--- TASK INSTRUCTIONS ---
Nothing but the line holding "of black mourning" and the lines after it, through the end of the records, should be set down, each exactly as it is.

===============

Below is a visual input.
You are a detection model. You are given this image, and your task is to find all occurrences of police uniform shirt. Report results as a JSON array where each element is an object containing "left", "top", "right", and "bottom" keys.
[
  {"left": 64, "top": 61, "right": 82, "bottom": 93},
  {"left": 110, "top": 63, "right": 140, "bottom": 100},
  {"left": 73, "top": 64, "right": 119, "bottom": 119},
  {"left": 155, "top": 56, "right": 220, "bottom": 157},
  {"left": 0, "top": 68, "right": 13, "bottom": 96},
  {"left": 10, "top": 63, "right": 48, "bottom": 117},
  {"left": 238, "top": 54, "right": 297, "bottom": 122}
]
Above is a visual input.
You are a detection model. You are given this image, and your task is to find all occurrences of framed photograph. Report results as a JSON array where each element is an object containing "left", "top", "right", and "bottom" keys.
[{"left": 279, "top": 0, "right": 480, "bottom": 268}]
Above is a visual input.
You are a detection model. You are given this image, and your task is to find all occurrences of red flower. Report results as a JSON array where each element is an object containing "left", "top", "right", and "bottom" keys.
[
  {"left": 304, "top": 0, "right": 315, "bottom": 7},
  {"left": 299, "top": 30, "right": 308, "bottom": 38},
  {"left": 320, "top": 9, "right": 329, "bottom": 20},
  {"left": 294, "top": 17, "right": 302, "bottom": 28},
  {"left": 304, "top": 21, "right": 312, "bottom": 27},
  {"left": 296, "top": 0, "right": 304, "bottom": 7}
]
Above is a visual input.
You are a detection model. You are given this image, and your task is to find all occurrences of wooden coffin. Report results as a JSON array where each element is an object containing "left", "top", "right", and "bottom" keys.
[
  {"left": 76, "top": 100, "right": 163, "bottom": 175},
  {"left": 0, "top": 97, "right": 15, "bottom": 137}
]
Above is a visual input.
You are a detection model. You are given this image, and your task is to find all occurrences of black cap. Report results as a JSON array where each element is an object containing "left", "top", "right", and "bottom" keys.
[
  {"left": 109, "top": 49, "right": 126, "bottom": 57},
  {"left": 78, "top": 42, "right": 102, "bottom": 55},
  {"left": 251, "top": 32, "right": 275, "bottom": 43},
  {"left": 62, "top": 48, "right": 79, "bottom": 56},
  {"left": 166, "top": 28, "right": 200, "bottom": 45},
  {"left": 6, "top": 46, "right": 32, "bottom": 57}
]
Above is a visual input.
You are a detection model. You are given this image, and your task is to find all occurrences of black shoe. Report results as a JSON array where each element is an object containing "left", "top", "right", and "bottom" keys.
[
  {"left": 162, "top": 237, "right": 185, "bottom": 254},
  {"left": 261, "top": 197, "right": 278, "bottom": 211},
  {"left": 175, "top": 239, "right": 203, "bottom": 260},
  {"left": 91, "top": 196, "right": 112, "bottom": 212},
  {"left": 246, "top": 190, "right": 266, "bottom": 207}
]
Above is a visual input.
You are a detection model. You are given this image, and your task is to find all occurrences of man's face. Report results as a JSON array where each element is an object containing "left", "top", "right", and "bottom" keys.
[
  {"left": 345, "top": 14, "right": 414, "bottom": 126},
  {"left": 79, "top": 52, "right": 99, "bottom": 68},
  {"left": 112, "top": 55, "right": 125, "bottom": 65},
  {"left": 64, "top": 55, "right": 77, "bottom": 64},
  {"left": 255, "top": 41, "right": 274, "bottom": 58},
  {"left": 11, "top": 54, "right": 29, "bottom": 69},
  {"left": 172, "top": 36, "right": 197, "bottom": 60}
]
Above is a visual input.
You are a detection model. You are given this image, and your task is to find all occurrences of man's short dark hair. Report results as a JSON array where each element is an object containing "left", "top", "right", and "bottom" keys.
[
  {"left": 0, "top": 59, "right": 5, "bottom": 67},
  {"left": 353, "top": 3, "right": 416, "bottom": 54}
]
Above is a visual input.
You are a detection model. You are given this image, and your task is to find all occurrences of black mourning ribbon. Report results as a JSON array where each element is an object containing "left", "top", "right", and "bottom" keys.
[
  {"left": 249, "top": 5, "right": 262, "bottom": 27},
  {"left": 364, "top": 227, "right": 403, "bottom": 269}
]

===============

--- WRITTEN RESPONSE ---
You are a detection model. You are given this image, and your task is to find all occurrences of black mourning ribbon. Report results as a JSON array where each element is an object containing "left", "top", "right", and "bottom" keys.
[
  {"left": 249, "top": 5, "right": 262, "bottom": 27},
  {"left": 364, "top": 227, "right": 403, "bottom": 269}
]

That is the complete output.